● Written instruction
Convert the lines below into a JSON list of strings, one string per line, with blank lines omitted.

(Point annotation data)
——————————

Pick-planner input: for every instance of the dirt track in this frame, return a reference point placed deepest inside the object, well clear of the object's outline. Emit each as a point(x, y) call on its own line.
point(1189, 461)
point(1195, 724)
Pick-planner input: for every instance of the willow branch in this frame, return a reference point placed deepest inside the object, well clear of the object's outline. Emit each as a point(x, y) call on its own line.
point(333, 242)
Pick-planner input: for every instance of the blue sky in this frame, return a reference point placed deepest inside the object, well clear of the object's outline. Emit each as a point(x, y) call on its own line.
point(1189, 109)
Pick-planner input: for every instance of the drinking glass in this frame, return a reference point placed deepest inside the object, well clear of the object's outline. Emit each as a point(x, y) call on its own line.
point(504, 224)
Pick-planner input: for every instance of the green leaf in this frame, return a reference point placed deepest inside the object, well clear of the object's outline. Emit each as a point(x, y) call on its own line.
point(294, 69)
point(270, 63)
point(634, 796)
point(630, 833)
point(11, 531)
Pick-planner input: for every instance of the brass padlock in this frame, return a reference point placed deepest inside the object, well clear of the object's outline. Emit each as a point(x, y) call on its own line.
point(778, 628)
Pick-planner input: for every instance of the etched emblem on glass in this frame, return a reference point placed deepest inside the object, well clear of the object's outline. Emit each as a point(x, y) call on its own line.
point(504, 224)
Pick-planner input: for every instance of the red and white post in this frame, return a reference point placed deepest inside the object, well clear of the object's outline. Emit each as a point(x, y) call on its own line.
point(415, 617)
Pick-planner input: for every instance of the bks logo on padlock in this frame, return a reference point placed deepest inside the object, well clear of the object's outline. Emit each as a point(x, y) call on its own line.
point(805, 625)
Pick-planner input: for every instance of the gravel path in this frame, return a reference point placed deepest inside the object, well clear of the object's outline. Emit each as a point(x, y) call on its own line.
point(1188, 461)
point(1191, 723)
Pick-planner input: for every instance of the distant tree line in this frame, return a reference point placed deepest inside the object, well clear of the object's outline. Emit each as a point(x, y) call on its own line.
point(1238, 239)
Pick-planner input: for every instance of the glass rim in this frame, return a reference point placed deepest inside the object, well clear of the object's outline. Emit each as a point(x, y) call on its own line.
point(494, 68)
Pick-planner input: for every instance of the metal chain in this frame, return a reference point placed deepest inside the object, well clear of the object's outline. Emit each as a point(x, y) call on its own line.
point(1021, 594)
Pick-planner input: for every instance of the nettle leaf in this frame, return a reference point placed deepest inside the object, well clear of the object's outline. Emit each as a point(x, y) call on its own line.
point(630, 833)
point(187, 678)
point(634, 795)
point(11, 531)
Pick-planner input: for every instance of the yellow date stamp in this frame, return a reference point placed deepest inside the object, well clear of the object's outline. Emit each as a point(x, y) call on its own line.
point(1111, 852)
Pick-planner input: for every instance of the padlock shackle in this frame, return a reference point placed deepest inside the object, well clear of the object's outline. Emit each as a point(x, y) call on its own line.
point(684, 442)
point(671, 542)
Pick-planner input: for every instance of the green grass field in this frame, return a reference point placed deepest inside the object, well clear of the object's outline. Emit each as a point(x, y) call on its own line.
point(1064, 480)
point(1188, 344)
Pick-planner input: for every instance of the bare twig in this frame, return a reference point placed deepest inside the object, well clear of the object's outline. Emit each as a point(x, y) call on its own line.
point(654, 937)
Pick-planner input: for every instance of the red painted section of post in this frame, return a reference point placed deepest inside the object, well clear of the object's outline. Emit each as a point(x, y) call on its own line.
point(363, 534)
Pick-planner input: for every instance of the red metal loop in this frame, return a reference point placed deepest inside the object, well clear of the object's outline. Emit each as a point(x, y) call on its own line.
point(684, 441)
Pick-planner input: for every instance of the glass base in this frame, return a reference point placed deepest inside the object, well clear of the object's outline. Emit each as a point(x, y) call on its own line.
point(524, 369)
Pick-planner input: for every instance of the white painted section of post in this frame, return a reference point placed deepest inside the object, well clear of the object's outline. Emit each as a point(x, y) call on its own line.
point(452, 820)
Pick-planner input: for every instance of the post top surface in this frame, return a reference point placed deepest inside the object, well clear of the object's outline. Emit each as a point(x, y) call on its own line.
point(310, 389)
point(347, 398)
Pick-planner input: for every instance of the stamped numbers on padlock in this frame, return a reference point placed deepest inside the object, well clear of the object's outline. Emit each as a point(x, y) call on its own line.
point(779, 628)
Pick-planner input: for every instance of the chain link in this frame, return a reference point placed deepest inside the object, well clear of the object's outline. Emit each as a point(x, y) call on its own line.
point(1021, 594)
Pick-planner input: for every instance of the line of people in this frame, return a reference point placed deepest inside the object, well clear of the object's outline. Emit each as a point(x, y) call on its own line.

——————————

● Result of the task
[
  "Pick-planner input: for every instance of the dirt track in this frame, return a reference point placed deepest inside the object, well clear of the object's outline. Emit each as a point(x, y) call on its own line.",
  "point(1189, 461)",
  "point(1195, 724)",
  "Pick-planner input: for every instance of the willow branch in this frame, return a reference point placed deepest inside the object, well clear of the object's outline. Emit each as a point(x, y) call on its own line.",
  "point(333, 242)",
  "Pick-planner input: for every instance of the blue sky in this frame, return a reference point placed deepest inside the object, well clear of the object's outline. Emit each as a point(x, y) call on its own line.",
  "point(1189, 109)",
  "Pick-planner input: for every instance of the drinking glass in this frame, return a reference point placed deepest inside the object, well clear of the object's outline. Emit each as a point(x, y) call on its own line.",
  "point(504, 224)",
  "Pick-planner input: for every instance of the green leaf in this frame, return a reference point placed deepest inside the object, well clear of the object's outline. Emit each as a point(x, y) call on its own line.",
  "point(294, 69)",
  "point(270, 63)",
  "point(634, 796)",
  "point(630, 833)",
  "point(11, 531)",
  "Pick-planner input: for every instance of the brass padlock in this frame, return a reference point placed deepest inside the object, well clear of the object's outline. Emit each as a point(x, y) call on its own line.",
  "point(778, 628)",
  "Pick-planner input: for every instance of the etched emblem on glass in this frame, return a reference point placed deepest inside the object, well clear of the object's outline. Emit each as a point(x, y) call on its own line.",
  "point(504, 224)",
  "Pick-planner input: for every instance of the red and white post in this frame, return a reference point placed deepest inside the object, well clear of the object's outline. Emit each as a point(x, y) call on its own line.",
  "point(415, 617)",
  "Pick-planner input: for every instance of the bks logo on padlock in this frame, return a reference point placed deepest inside the object, well clear of the object's outline. Emit each as a point(x, y) call on its own line.",
  "point(805, 625)",
  "Pick-planner input: for every instance of the gravel path in this frame, return a reference point placed deepest inside the object, well clear of the object's outline. Emit each as a point(x, y) call on its own line.",
  "point(1188, 461)",
  "point(1191, 723)",
  "Pick-planner input: for every instance of the distant tree line in this frame, return a reference point placed deepest inside the object, well clear of the object's outline. Emit each as a point(x, y) call on its own line.",
  "point(1238, 239)",
  "Pick-planner input: for every instance of the glass rim in this frame, return a reference point placed deepest inside the object, well clear of the object's outline. Emit each as a point(x, y) call on its own line.",
  "point(494, 68)",
  "Pick-planner input: for every instance of the metal chain in this frame, return a reference point placed deepest inside the object, well clear of the object's outline. Emit each as a point(x, y) call on its own line.",
  "point(1021, 594)",
  "Pick-planner input: for every instance of the nettle leaf in this frame, return a reference point placed deepest inside the object, well clear of the object's outline. Emit each as a point(x, y) call on its own line.",
  "point(630, 833)",
  "point(187, 678)",
  "point(634, 795)",
  "point(11, 531)",
  "Pick-planner input: for every instance of the yellow date stamp in this frame, return a reference point placed deepest inside the object, well clear of the object's outline. Emit each as a point(x, y) call on its own line.",
  "point(1111, 852)",
  "Pick-planner input: for every instance of the padlock shackle in this frame, return a reference point placed deepest inside the object, well clear of the object's outline. Emit each as a point(x, y) call on its own line.",
  "point(684, 442)",
  "point(671, 542)",
  "Pick-planner input: for every instance of the green grass field in this frame, return a reference point placed deepest inside the object, well clear of the object's outline. Emit each as a point(x, y) call on its own line.",
  "point(1064, 480)",
  "point(1188, 344)",
  "Pick-planner input: for every instance of the bare twig in this frame, return a reference point placed deepest inside the object, well clear of the object's outline. Emit each as a point(x, y) call on its own line.",
  "point(654, 937)",
  "Pick-planner input: for every instance of the red painted section of post in this frame, return a reference point placed deepest inside the object, well clear of the object's outline. Emit each as a point(x, y) call on its own line.",
  "point(363, 534)",
  "Pick-planner input: for every instance of the red metal loop in this frame, return a reference point placed deepest inside the object, well clear of the object's outline. Emit each as a point(x, y) call on its own line.",
  "point(684, 441)",
  "Pick-planner input: for every instance of the glass base in this frame, return a reference point placed deepest inside the object, well clear of the object's outline. Emit each as a point(x, y) call on its own line.",
  "point(524, 369)",
  "Pick-planner input: for every instance of the white painted section of post in this frame, return a reference point placed deepest inside the object, well clear of the object's outline. Emit each as a point(x, y) call on its own line.",
  "point(452, 820)",
  "Pick-planner input: for every instance of the post top surface in this frame, return a reference point placed deepest inside the object, well clear of the object's outline. Emit each as a point(x, y) call on its own line.",
  "point(310, 389)",
  "point(347, 398)",
  "Pick-planner input: for every instance of the stamped numbers on padlock in this frame, return a reference point placed deepest inside the object, well clear of the object's outline. Emit each as a point(x, y) call on its own line.",
  "point(779, 628)",
  "Pick-planner input: for every instance of the chain link in this frame, return a reference point placed deepest inside the object, well clear of the object's outline. Emit each as a point(x, y) call on its own line.",
  "point(1021, 594)",
  "Pick-planner input: for every instance of the line of people in this frame, return a reference point placed deepest inside the object, well clear of the object's outline. Emit each as a point(x, y) call on its own line."
]